Extract each line holding the word "video" from the entries.

Material to process.

=== Section Start ===

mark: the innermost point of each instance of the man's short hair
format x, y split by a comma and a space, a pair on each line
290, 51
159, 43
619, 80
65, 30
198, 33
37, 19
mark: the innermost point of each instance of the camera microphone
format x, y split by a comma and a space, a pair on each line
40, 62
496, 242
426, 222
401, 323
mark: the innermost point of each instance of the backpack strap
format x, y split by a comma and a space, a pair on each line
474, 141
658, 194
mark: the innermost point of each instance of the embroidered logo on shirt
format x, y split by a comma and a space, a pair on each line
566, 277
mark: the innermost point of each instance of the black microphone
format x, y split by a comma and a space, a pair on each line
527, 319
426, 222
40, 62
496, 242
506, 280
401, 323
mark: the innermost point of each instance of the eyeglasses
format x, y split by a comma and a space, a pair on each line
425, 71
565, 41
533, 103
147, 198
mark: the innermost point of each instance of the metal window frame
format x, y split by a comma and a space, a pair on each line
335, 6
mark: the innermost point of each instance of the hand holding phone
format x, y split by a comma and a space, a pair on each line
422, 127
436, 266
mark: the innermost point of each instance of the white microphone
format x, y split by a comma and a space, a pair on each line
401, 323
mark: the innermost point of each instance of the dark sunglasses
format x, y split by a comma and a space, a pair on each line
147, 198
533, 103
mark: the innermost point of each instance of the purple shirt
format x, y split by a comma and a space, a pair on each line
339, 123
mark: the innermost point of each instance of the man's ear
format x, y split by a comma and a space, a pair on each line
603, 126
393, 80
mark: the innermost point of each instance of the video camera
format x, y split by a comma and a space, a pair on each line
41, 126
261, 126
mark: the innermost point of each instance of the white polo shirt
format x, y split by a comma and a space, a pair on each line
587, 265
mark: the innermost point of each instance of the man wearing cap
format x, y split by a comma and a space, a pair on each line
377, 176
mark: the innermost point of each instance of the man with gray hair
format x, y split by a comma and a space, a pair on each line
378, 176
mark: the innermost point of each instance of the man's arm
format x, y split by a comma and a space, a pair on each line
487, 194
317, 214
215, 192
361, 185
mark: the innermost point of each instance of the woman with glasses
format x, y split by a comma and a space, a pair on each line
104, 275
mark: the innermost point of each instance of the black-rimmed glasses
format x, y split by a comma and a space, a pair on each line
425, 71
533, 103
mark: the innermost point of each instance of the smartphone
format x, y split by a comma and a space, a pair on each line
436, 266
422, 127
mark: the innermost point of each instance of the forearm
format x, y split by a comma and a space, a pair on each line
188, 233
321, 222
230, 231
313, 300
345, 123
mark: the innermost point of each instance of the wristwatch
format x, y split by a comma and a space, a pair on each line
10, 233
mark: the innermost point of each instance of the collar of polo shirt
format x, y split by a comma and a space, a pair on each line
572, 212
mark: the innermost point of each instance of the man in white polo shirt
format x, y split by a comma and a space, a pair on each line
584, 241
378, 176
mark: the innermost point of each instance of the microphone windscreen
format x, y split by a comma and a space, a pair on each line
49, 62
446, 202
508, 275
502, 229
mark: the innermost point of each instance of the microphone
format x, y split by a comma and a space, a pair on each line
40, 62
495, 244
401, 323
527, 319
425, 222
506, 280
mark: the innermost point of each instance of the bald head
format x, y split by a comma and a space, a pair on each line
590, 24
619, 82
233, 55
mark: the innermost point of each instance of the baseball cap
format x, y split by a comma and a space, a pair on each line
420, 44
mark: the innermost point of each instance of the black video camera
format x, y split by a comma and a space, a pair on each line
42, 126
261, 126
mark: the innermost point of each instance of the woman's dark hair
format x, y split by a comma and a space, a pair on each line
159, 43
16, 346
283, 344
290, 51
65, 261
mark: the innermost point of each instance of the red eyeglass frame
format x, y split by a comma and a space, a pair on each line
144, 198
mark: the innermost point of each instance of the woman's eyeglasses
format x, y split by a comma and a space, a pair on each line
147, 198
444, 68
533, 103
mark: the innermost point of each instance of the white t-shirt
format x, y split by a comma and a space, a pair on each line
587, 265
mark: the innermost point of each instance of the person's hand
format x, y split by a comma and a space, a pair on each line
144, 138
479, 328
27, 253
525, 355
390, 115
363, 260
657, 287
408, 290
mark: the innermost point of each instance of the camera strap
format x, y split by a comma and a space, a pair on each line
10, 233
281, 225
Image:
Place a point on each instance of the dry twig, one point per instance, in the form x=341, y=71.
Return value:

=== Section End ===

Response box.
mark: the innermost point of each instance of the video camera
mark: the innermost point of each instance of the black video camera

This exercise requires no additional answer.